■ **Instructions for the task**: Could you return every record below exactly as it is written?
▬▬▬▬▬▬
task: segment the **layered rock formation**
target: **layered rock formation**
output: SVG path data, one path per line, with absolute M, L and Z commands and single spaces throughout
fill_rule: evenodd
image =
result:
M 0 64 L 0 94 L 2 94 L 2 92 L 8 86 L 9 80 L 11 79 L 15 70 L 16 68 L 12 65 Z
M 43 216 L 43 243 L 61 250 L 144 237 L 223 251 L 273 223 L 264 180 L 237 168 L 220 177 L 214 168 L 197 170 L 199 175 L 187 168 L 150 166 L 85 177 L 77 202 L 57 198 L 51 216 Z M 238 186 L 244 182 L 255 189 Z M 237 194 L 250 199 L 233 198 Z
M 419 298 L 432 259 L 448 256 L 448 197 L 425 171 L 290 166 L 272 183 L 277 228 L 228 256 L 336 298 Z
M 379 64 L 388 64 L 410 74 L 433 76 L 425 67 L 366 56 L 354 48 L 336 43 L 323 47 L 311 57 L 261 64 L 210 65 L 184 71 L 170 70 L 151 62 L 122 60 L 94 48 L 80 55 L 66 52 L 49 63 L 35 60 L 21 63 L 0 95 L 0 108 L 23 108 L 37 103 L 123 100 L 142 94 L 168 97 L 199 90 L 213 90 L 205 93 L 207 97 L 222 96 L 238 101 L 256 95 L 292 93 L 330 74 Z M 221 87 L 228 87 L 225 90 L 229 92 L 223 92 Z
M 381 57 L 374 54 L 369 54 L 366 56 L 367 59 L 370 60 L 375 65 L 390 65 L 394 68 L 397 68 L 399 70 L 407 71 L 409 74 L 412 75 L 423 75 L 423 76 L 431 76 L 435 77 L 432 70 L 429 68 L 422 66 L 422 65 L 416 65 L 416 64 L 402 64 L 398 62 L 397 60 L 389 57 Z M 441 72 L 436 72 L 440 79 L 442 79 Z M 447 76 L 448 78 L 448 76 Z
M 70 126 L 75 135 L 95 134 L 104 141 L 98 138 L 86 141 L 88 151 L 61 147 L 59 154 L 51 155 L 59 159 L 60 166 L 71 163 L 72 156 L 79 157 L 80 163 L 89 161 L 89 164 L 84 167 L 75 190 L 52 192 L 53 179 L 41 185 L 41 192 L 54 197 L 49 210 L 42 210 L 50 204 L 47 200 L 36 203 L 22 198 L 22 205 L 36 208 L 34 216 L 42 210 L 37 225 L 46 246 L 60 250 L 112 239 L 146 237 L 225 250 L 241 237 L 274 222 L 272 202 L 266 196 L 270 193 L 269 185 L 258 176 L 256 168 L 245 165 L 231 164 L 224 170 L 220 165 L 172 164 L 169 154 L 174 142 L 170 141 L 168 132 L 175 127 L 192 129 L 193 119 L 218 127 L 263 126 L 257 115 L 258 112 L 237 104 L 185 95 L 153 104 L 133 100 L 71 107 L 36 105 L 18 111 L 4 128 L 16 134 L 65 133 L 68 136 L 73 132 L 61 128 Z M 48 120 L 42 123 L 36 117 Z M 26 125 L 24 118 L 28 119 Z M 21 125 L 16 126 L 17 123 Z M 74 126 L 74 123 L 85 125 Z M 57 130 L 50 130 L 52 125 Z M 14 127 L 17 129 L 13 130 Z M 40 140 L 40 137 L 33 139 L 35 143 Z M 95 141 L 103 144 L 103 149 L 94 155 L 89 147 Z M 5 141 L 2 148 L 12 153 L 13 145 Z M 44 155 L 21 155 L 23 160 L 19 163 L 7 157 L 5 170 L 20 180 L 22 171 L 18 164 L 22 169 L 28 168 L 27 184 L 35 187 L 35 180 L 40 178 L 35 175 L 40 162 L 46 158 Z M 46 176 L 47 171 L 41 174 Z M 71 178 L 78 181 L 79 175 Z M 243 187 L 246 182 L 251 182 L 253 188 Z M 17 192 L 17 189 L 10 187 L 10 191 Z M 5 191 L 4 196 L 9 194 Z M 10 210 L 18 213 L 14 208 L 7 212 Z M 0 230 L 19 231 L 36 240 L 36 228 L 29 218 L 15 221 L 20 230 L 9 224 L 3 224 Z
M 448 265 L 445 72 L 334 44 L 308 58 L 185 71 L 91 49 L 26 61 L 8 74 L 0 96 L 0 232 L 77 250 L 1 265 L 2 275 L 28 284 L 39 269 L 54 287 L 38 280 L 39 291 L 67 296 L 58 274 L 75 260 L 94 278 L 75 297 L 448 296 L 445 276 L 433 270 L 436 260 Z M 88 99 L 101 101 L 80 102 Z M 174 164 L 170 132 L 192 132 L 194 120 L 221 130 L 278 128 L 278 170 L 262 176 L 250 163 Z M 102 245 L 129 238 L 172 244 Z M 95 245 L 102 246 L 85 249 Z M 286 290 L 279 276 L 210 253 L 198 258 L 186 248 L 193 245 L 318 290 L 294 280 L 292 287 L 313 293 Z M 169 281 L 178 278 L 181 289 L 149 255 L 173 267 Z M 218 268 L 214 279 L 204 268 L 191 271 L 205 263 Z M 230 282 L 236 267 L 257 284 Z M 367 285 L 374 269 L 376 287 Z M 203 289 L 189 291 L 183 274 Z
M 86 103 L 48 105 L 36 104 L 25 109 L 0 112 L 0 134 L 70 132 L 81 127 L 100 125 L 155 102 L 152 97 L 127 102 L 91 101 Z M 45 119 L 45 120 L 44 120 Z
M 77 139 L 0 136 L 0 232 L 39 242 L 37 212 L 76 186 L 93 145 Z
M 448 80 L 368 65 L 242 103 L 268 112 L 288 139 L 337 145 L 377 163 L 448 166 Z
▬▬▬▬▬▬
■ **Reply**:
task: segment the **layered rock formation**
target: **layered rock formation**
output: SVG path data, one path per line, with absolute M, L and Z commands and single spaces throughout
fill_rule: evenodd
image =
result:
M 0 64 L 0 94 L 2 94 L 2 92 L 8 86 L 9 80 L 11 79 L 15 70 L 16 68 L 12 65 Z
M 43 216 L 43 243 L 61 250 L 144 237 L 223 251 L 273 223 L 264 180 L 237 168 L 220 177 L 214 168 L 197 170 L 199 175 L 187 168 L 150 166 L 85 177 L 77 202 L 57 198 L 51 216 Z M 238 186 L 244 182 L 255 189 Z M 237 194 L 250 199 L 233 198 Z
M 419 298 L 432 259 L 448 256 L 448 197 L 425 171 L 290 166 L 272 183 L 277 228 L 228 256 L 336 298 Z
M 379 64 L 388 64 L 410 74 L 433 76 L 425 67 L 366 56 L 354 48 L 336 43 L 323 47 L 311 57 L 261 64 L 210 65 L 184 71 L 170 70 L 151 62 L 122 60 L 94 48 L 80 55 L 66 52 L 49 63 L 35 60 L 21 63 L 0 95 L 0 108 L 23 108 L 37 103 L 123 100 L 142 94 L 168 97 L 199 90 L 213 90 L 205 93 L 207 97 L 222 96 L 238 101 L 256 95 L 292 93 L 330 74 Z M 221 87 L 228 87 L 225 90 L 229 92 L 223 92 Z
M 381 57 L 374 54 L 369 54 L 366 56 L 367 59 L 370 60 L 375 65 L 390 65 L 394 68 L 397 68 L 399 70 L 407 71 L 409 74 L 412 75 L 423 75 L 423 76 L 431 76 L 435 77 L 432 70 L 429 68 L 422 66 L 422 65 L 416 65 L 416 64 L 402 64 L 398 62 L 397 60 L 389 57 Z M 441 72 L 436 72 L 440 79 L 442 79 Z M 447 76 L 448 78 L 448 76 Z
M 70 126 L 75 135 L 95 134 L 104 141 L 98 138 L 86 141 L 88 151 L 61 147 L 59 154 L 51 155 L 59 159 L 60 166 L 71 163 L 72 156 L 79 157 L 80 163 L 89 161 L 89 164 L 84 167 L 75 190 L 52 192 L 53 179 L 41 185 L 41 192 L 54 197 L 49 210 L 42 210 L 50 204 L 47 200 L 36 203 L 22 198 L 22 205 L 36 208 L 34 216 L 42 210 L 37 225 L 46 246 L 60 250 L 112 239 L 146 237 L 225 250 L 241 237 L 274 222 L 272 202 L 266 196 L 270 193 L 269 185 L 258 176 L 256 168 L 245 165 L 231 164 L 224 170 L 220 165 L 172 164 L 169 154 L 174 142 L 170 141 L 168 132 L 175 127 L 192 129 L 193 119 L 218 127 L 263 126 L 257 115 L 258 112 L 237 104 L 185 95 L 153 104 L 133 100 L 71 107 L 36 105 L 18 111 L 4 128 L 16 134 L 65 133 L 68 136 L 73 132 L 61 128 Z M 48 120 L 42 123 L 36 117 Z M 26 125 L 24 118 L 28 119 Z M 21 125 L 16 126 L 17 123 Z M 74 126 L 74 123 L 85 125 Z M 57 130 L 50 130 L 52 125 Z M 14 127 L 17 129 L 13 130 Z M 40 140 L 40 137 L 33 139 L 35 143 Z M 95 141 L 103 144 L 103 149 L 94 155 L 89 147 Z M 5 141 L 2 148 L 12 153 L 13 145 Z M 44 155 L 21 155 L 23 160 L 19 163 L 7 157 L 5 170 L 20 180 L 22 171 L 18 164 L 22 169 L 28 168 L 27 184 L 35 187 L 35 180 L 40 178 L 35 175 L 40 162 L 46 158 Z M 46 176 L 47 171 L 41 174 Z M 71 178 L 78 181 L 79 175 Z M 243 187 L 246 182 L 251 182 L 253 188 Z M 17 192 L 17 189 L 10 187 L 10 191 Z M 5 191 L 4 196 L 9 194 Z M 10 210 L 18 213 L 14 208 L 7 212 Z M 0 230 L 19 231 L 36 240 L 36 228 L 29 218 L 15 221 L 20 230 L 9 224 L 3 224 Z
M 448 265 L 445 72 L 334 44 L 308 58 L 185 71 L 91 49 L 26 61 L 8 74 L 0 96 L 0 232 L 77 250 L 1 265 L 2 275 L 28 284 L 39 269 L 54 287 L 38 280 L 39 291 L 67 296 L 58 274 L 75 260 L 94 278 L 75 297 L 448 296 L 445 276 L 433 270 L 436 260 Z M 88 99 L 101 101 L 80 102 Z M 174 164 L 170 132 L 192 132 L 194 120 L 221 130 L 278 128 L 278 170 L 262 176 L 250 163 Z M 102 245 L 129 238 L 172 244 Z M 95 245 L 102 246 L 85 249 Z M 286 290 L 279 276 L 210 253 L 198 258 L 186 248 L 193 245 L 318 290 L 294 280 L 292 287 L 313 293 Z M 169 281 L 178 278 L 181 289 L 149 255 L 173 267 Z M 218 268 L 214 279 L 204 268 L 191 271 L 205 263 Z M 230 282 L 236 267 L 257 284 Z M 367 285 L 374 269 L 376 287 Z M 203 289 L 189 291 L 183 274 Z
M 86 103 L 48 105 L 36 104 L 25 109 L 0 112 L 0 134 L 70 132 L 81 127 L 100 125 L 155 102 L 152 97 L 127 102 L 91 101 Z M 45 119 L 45 120 L 44 120 Z
M 77 139 L 0 136 L 0 232 L 39 242 L 37 212 L 76 186 L 93 145 Z
M 448 80 L 368 65 L 242 103 L 268 112 L 288 139 L 337 145 L 377 163 L 448 166 Z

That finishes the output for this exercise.